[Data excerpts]
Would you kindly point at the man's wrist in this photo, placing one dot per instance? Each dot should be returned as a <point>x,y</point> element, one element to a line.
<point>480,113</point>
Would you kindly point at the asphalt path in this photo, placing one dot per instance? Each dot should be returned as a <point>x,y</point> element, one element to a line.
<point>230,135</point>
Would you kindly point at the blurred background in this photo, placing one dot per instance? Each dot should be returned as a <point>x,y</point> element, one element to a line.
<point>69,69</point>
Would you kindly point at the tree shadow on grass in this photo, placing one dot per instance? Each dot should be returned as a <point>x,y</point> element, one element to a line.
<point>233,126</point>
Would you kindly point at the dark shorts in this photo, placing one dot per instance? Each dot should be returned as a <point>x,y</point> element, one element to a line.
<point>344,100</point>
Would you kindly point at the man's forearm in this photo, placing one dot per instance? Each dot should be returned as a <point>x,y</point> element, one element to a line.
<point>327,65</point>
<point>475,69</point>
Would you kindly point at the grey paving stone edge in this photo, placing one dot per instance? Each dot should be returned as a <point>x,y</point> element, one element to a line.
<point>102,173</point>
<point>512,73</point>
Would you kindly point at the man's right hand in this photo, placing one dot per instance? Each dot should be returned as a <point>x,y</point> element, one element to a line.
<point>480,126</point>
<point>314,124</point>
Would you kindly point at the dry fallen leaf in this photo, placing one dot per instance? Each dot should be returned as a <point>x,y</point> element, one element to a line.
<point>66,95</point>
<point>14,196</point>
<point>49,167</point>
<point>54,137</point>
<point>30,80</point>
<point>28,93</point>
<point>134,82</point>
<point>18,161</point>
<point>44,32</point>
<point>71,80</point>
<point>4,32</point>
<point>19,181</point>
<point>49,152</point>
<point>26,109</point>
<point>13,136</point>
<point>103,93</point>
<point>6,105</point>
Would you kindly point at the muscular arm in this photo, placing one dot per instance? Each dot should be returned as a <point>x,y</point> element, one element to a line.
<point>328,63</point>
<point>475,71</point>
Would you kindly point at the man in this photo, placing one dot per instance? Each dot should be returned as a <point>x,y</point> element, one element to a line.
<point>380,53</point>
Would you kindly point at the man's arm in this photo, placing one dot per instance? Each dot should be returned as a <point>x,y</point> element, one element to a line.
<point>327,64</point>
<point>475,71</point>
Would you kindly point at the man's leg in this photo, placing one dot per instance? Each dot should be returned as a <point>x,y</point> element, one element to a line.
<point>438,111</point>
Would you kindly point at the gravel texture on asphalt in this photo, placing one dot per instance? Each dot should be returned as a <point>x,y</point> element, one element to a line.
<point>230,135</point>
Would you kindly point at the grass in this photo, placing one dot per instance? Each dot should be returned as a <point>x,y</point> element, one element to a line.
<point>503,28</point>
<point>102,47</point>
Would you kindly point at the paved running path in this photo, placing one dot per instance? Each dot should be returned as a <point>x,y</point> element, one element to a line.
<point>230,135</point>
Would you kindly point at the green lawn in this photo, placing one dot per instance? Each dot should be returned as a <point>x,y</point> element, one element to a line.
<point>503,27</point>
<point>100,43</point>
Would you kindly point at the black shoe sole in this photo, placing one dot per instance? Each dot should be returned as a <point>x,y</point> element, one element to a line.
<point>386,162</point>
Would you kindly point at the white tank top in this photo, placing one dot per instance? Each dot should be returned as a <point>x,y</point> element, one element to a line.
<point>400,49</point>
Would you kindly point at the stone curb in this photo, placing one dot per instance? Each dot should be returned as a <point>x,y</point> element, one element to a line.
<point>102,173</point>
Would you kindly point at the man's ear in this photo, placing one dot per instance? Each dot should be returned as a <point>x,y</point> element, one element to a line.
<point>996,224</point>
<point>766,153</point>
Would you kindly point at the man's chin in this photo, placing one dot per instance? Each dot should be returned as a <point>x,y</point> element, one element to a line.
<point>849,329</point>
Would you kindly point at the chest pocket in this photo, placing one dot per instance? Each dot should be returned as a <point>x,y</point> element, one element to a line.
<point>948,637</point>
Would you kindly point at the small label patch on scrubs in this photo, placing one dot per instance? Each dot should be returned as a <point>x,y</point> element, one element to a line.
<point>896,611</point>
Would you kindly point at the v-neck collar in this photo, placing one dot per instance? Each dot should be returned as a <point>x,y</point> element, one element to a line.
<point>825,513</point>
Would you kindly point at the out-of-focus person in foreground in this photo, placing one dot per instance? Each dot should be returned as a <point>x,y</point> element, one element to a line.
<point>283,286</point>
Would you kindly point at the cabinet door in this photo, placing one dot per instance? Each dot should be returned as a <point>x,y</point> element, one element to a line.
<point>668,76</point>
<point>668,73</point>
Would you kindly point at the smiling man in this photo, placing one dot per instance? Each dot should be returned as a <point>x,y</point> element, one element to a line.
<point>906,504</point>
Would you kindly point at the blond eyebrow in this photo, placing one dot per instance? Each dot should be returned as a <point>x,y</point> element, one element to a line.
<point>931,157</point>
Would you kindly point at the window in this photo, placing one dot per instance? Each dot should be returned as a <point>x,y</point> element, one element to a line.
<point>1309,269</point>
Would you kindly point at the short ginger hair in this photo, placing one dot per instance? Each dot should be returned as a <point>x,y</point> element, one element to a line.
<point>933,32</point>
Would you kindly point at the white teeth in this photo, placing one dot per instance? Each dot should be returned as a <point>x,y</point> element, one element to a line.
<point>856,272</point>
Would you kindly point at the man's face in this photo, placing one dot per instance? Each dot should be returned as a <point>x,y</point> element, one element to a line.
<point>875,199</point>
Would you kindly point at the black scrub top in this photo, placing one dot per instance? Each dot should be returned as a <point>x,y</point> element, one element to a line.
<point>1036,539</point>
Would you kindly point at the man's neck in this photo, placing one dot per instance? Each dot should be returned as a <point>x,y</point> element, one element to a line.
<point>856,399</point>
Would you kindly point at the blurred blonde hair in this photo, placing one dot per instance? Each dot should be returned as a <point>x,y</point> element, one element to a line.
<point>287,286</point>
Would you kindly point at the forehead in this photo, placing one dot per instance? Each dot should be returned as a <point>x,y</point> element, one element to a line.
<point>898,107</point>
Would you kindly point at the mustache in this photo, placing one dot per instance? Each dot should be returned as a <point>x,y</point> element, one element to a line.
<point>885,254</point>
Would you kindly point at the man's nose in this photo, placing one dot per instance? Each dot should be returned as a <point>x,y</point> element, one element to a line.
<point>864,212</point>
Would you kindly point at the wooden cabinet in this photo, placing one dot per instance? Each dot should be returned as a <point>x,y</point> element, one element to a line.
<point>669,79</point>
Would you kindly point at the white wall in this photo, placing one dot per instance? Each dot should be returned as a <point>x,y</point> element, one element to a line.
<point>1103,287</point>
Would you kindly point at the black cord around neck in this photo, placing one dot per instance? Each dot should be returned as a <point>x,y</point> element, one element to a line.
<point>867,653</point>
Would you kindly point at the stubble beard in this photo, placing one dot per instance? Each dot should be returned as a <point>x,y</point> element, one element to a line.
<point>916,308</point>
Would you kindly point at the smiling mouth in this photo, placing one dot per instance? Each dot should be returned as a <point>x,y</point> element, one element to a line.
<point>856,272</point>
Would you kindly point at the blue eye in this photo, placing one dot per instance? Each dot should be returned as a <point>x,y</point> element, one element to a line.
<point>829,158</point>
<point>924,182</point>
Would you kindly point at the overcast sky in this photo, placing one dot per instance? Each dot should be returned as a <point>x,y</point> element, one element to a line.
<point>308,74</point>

Task. Without omitting anything, output the entries exactly.

Response box.
Would you kindly point at the man's wrist in this photo, placing one dot per instance? Each dot should be returned as a <point>x,y</point> element, one element to a line.
<point>480,113</point>
Would you kindly point at the asphalt path in this photo, placing one dot per instance? Each dot should be returned as a <point>x,y</point> element, one element to a line.
<point>230,135</point>
Would you kindly point at the blurred background in this photo, placing one dot per instance? Each dot should be returned as a <point>x,y</point> element, one element to a line.
<point>69,69</point>
Would you kindly point at the tree shadow on grass in this photo, placing one dot per instance? Each dot should be returned as a <point>x,y</point> element, one element to a line.
<point>233,126</point>
Would you kindly point at the dark shorts in this photo, placing one dot per instance? Each dot should be returned as a <point>x,y</point> element, one element to a line.
<point>344,100</point>
Would you kindly point at the man's forearm in this photo, placing one dot per instance? Each dot should be returned as a <point>x,y</point> element, one element to a line.
<point>327,65</point>
<point>475,69</point>
Would you kindly point at the grey paving stone edge in this photo, placing one dot per instance? Each dot should be returned as a <point>x,y</point> element, one element to a line.
<point>102,173</point>
<point>512,73</point>
Would you kindly point at the man's right hand in this photo, placing one dot per instance? Each dot should be returned as a <point>x,y</point> element, one element to a line.
<point>480,126</point>
<point>314,124</point>
Would you kindly point at the dry fallen leaf in this photo, placing one dot per instance? Each dot should be returned as a <point>x,y</point> element, one element to a line.
<point>66,95</point>
<point>14,196</point>
<point>49,167</point>
<point>54,137</point>
<point>30,80</point>
<point>28,93</point>
<point>134,82</point>
<point>18,161</point>
<point>44,32</point>
<point>71,80</point>
<point>4,32</point>
<point>19,181</point>
<point>49,152</point>
<point>26,109</point>
<point>13,136</point>
<point>103,93</point>
<point>6,105</point>
Would you kindly point at the muscular arm in this photo, placing one dot per instance? Each dot should be returned as a <point>x,y</point> element, one element to a line.
<point>328,63</point>
<point>475,71</point>
Would you kindly point at the man in this photo, placing one dot per instance? Each dot should be returned as a <point>x,y</point> element, one element to a line.
<point>380,53</point>
Would you kindly point at the man's arm in this photo, placing one dot per instance? Each dot should be returned as a <point>x,y</point> element, one element to a line.
<point>327,64</point>
<point>475,71</point>
Would you kindly point at the man's leg in this photo, placing one dot per instance? Each dot should be returned as a <point>x,y</point> element, one element to a line.
<point>438,111</point>
Would you kindly point at the gravel texture on asphalt in this photo, placing one dot per instance? Each dot should be returned as a <point>x,y</point> element, one element to a line.
<point>230,135</point>
Would you kindly point at the grass in this photo, placing one dot per instance? Each dot should be returned as a <point>x,y</point> element, one element to a line.
<point>503,28</point>
<point>102,47</point>
Would you kindly point at the paved running path in this photo, placing one dot per instance? Each dot should be returned as a <point>x,y</point> element, one element to a line.
<point>230,135</point>
Would you kindly point at the green lawn in this photo, placing one dot per instance? Each dot should be returned as a <point>x,y</point> element, one element to a line.
<point>503,27</point>
<point>100,43</point>
Would you kindly point at the black shoe sole in this photo, placing one dot per instance? Each dot should be returned as a <point>x,y</point> element, one element to a line.
<point>386,162</point>
Would you kindly point at the white tank top in this photo, placing one dot per instance? Each dot should be returned as a <point>x,y</point> element, one element to a line.
<point>400,49</point>
Would you kindly point at the stone curb in this photo, placing one dot per instance? Each dot should be returned as a <point>x,y</point> element, one element to a line.
<point>102,173</point>
Would you kindly point at the man's ear in this photo, placing one dot per instance? Each dot should be returned as a <point>x,y</point> element, one element to a line.
<point>996,224</point>
<point>766,153</point>
Would you kindly point at the man's chin in this photo, placing one dot per instance? Each dot should be returned as a <point>x,y</point> element, one element to a line.
<point>849,329</point>
Would you kindly point at the chest pocket in this photo, placing one dot per instance? Each dot should be returned as a <point>x,y</point> element, one element to a line.
<point>948,637</point>
Would you kindly point at the small label patch on scrubs in this photo, placing one dot per instance? Each dot should be returned as a <point>x,y</point> element, one element to a line.
<point>896,611</point>
Would you kindly point at the v-neck collar in this photo, placing one dot per instance? Each dot should be returned as a <point>x,y</point> element, one element to a line.
<point>825,513</point>
Would you kindly point at the out-of-focus person in foreground in this photo, placing one dot per instance? Each dot should be returned as a <point>x,y</point> element, one element to a line.
<point>283,286</point>
Would you kindly point at the cabinet door in this photo, placing one dot per instance? Each dot should be returned as a <point>x,y</point> element, one element to a line.
<point>668,76</point>
<point>668,73</point>
Would you kindly point at the smiling man in this photo, placing one dot per instance? Each dot should be returned as a <point>x,y</point> element, one element to a line.
<point>906,504</point>
Would you kindly point at the blond eyebrow in this photo, placing one dot per instance? Each dot should be returned as a <point>x,y</point> element, one element to a line.
<point>931,157</point>
Would you kindly point at the window in this photo, placing one dot per instance? Each dot should be returned as a <point>x,y</point> element, one element to a line.
<point>1309,269</point>
Would you kindly point at the short ginger hair in this photo, placing one dot per instance? Each dot should be returned as a <point>x,y</point> element, one element to a line.
<point>933,32</point>
Would you kindly point at the white teeth in this photo, placing one dot per instance? Each dot should be returned as a <point>x,y</point> element, one element to a line.
<point>856,272</point>
Would you kindly point at the man's face in this photo, placing one dot per instance? Each dot should be returned as a <point>x,y</point> element, one element to a line.
<point>875,199</point>
Would you kindly point at the black scrub top in this photo, placing one dot per instance? Each dot should be returned as a <point>x,y</point> element, one element to a line.
<point>1036,539</point>
Would you kindly point at the man's neck in this photo, placing one dot per instance? Each dot should be returned as a <point>x,y</point> element, one element to a line.
<point>856,399</point>
Would you kindly point at the blurred blonde hair in this photo, placing one dot per instance? Each dot should be returned as a <point>x,y</point> element, one element to a line.
<point>287,286</point>
Would you kindly point at the forehead in this photo, placing one dot per instance? Each dot should be returned as a <point>x,y</point> element, one element to a line.
<point>898,107</point>
Would you kindly point at the mustache in this photo, placing one dot per instance? Each dot should be returned as a <point>x,y</point> element, one element to a line.
<point>885,254</point>
Would you kindly point at the man's nose in this photo, placing one dot per instance? Each dot should be returned as a <point>x,y</point> element, one element to a line.
<point>864,212</point>
Would you kindly point at the wooden cabinet in this photo, placing one dot per instance? Each dot should be returned as a <point>x,y</point> element, one element to a line.
<point>669,79</point>
Would you kindly point at the white wall in this photo, placing one dot per instance? Each dot should be returned as a <point>x,y</point> element, one element to a line.
<point>1103,287</point>
Would you kindly point at the black cord around neck in this photo, placing one dot per instance? Each dot should be returned as a <point>x,y</point> element, one element to a line.
<point>867,653</point>
Would you kindly point at the stubble beard in this photo, placing one dot per instance? Each dot should be returned as a <point>x,y</point> element, one element to a line.
<point>916,308</point>
Would you kindly point at the smiling mouth in this photo, placing one dot per instance? Each dot should be returned as a <point>x,y</point> element, one element to a line.
<point>856,272</point>
Would you kindly point at the blue eye in this photo, placing one dot per instance? Each dot should be returned as a <point>x,y</point> element, one element to a line.
<point>829,158</point>
<point>924,182</point>
Would you kindly point at the overcast sky in this photo, placing one dot per instance? Each dot should be returned as a <point>x,y</point> element, one element to a line.
<point>308,74</point>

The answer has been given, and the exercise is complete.